## GOAL
Update the stretch of the records from the line containing "of the smoke" through the end of the records, changing "wall air vent" to "air return vent" and leaving all else unchanged; give back only those lines.
========
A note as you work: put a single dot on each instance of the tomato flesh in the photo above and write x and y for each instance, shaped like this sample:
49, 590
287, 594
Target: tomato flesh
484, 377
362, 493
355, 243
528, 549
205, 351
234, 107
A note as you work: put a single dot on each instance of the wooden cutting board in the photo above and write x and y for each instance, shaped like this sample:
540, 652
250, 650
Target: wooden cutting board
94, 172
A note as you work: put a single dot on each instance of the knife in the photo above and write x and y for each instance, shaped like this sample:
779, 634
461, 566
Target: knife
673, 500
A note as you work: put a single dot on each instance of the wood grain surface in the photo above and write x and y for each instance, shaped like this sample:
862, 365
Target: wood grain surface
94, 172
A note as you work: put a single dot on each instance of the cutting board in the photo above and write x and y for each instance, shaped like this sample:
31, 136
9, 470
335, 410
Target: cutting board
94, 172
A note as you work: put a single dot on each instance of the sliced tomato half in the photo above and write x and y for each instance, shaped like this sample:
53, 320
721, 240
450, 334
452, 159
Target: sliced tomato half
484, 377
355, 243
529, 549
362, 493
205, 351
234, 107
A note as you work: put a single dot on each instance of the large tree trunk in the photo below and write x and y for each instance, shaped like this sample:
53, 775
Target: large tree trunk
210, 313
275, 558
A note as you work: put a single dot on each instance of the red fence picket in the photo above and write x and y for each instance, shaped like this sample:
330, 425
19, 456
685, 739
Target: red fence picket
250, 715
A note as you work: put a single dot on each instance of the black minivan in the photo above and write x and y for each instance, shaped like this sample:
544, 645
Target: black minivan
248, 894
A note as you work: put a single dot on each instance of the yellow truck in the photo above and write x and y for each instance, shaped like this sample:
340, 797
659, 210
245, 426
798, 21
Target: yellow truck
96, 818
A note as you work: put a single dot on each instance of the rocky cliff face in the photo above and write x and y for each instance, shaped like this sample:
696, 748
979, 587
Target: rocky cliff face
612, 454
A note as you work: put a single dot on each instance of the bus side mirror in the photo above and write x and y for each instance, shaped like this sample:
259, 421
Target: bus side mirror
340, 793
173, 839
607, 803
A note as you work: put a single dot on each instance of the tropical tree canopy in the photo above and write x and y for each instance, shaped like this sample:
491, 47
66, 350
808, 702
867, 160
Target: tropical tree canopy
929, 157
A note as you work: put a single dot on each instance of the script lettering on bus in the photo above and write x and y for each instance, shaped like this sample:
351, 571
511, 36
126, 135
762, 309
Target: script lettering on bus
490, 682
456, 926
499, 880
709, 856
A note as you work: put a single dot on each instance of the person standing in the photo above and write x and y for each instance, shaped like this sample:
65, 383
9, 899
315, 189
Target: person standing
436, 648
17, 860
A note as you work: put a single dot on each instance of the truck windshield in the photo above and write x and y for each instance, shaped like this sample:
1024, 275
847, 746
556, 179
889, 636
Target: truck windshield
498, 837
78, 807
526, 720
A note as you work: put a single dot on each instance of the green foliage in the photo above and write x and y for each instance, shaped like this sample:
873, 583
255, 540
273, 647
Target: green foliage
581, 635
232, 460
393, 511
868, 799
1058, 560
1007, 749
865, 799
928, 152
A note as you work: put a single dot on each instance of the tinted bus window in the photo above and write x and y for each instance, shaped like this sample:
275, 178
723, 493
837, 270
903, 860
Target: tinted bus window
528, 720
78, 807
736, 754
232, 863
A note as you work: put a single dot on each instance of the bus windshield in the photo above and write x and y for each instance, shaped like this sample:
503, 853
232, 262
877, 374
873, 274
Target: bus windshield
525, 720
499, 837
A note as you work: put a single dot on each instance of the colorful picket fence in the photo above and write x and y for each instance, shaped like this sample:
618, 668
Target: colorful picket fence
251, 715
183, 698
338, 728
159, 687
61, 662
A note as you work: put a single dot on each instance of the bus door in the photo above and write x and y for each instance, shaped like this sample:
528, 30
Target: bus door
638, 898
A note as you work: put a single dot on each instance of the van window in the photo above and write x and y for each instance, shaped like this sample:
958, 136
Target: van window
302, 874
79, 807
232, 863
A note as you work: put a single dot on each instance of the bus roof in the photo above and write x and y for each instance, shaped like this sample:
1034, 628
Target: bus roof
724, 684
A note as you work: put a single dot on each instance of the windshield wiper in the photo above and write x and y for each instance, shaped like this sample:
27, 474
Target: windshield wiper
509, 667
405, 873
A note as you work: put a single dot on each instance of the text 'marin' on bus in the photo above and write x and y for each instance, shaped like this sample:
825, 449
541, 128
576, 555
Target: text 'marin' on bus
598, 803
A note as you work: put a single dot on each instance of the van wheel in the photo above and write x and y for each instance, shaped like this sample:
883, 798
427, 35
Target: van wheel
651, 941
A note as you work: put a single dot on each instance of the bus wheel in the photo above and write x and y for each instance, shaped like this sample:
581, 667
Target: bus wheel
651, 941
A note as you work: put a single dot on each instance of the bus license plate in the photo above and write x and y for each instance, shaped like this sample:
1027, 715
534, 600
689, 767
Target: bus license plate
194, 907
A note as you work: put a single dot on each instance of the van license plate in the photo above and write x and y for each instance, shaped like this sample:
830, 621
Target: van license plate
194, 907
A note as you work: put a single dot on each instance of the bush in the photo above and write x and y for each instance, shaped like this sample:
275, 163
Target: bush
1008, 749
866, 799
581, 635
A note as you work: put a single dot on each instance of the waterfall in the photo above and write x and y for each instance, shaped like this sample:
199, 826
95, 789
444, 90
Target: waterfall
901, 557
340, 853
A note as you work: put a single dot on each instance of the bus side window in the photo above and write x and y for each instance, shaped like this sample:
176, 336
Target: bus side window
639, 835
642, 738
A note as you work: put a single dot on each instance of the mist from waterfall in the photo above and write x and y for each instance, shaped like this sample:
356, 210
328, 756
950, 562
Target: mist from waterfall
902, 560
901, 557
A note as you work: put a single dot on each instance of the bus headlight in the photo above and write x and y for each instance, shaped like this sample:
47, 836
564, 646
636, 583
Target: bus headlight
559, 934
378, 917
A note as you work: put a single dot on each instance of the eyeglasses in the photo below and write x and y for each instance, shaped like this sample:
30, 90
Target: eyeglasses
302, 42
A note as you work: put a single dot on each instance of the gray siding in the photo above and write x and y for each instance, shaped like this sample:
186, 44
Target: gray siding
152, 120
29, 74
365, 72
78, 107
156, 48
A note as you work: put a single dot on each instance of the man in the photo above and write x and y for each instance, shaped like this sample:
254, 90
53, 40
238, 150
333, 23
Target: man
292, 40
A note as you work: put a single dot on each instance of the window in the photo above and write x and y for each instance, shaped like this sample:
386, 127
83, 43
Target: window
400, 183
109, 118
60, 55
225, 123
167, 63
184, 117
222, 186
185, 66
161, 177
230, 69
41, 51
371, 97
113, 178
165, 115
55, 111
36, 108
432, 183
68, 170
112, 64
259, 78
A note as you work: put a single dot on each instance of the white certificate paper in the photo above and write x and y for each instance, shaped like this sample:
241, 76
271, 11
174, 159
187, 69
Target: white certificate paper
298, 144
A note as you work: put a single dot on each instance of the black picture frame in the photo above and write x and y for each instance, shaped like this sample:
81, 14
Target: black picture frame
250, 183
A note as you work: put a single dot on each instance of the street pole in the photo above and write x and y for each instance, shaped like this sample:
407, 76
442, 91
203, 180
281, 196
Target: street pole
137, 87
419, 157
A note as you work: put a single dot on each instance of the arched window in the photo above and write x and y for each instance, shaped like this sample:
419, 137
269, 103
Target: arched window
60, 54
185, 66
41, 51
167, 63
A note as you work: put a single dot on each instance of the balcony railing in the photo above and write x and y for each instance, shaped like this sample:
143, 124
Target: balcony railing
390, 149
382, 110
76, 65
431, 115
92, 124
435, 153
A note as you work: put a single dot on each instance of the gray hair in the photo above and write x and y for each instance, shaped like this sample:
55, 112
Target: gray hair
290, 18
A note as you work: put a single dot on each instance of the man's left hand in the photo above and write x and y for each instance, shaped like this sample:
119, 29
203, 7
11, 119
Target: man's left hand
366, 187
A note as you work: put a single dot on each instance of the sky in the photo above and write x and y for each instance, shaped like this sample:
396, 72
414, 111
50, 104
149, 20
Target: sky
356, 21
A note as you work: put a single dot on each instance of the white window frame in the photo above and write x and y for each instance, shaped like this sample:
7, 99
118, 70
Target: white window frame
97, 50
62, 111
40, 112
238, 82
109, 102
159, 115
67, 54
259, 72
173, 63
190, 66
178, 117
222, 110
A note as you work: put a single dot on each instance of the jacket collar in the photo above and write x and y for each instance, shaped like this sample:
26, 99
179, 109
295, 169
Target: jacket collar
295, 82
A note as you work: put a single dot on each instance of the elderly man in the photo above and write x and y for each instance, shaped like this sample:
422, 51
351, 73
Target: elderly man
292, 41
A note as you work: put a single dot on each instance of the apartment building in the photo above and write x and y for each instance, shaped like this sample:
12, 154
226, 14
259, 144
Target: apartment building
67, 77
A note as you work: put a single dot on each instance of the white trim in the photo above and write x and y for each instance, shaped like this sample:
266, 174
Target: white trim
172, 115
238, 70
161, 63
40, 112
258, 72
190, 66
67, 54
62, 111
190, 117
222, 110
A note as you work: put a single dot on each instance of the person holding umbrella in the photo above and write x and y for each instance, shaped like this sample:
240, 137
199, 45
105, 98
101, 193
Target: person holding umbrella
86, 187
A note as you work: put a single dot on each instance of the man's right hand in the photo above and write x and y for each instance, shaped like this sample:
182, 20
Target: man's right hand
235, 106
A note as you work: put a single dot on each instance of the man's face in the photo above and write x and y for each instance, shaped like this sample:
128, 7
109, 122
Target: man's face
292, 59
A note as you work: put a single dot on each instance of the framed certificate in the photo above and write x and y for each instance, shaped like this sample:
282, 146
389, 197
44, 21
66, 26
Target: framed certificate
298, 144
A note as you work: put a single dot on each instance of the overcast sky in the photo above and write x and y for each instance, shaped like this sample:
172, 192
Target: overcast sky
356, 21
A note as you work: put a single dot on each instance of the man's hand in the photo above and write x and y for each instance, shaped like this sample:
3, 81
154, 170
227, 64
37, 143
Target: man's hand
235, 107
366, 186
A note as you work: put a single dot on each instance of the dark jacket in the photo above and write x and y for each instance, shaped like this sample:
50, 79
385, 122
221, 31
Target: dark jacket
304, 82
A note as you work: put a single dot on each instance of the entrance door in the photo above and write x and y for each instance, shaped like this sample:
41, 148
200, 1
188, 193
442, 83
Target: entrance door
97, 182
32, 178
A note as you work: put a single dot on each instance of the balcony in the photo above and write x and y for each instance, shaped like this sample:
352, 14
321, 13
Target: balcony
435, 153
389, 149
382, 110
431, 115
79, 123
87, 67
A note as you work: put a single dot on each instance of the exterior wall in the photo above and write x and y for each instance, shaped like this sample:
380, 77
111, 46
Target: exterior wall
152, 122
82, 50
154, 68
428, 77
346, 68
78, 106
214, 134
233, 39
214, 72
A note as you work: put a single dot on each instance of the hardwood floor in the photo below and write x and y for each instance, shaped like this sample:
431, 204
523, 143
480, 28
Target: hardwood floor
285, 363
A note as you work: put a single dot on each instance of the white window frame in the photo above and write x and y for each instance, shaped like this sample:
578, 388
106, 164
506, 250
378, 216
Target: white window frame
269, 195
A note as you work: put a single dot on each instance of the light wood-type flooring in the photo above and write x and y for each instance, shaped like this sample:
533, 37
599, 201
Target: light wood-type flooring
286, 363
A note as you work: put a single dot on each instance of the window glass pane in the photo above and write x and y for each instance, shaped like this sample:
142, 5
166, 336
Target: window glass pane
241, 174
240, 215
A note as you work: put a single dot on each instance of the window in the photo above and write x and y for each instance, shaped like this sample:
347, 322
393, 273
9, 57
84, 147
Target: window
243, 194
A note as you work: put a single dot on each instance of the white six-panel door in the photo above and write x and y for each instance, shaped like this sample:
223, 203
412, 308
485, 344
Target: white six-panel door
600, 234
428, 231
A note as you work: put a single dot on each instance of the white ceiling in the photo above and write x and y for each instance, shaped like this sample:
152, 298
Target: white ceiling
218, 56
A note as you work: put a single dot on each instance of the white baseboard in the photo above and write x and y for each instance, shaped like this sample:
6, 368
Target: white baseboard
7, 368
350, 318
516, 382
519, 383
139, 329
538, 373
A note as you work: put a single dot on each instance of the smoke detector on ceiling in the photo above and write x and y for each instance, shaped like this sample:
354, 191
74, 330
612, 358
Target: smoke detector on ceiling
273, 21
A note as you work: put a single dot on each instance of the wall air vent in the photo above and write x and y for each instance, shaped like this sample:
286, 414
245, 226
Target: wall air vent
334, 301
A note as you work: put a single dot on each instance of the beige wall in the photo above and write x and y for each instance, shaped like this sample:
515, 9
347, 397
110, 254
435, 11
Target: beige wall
========
## SOLUTION TO THIS TASK
A note as you work: put a single dot on each instance of the smoke detector on ceiling in the photo above and write x and y for each instance, shaped like this sample:
354, 191
74, 330
612, 358
Target: smoke detector on ceiling
273, 21
A note as you work: put a single dot on each instance of the air return vent in the photo above and write x and y for each instance, shaped like this sample:
286, 414
245, 226
Target: air return vent
334, 301
A note as you work: put a single dot on each instance of the beige wall in the photo above and write x and y for each instance, shaped like this sample:
515, 9
347, 397
110, 254
435, 11
Target: beige wall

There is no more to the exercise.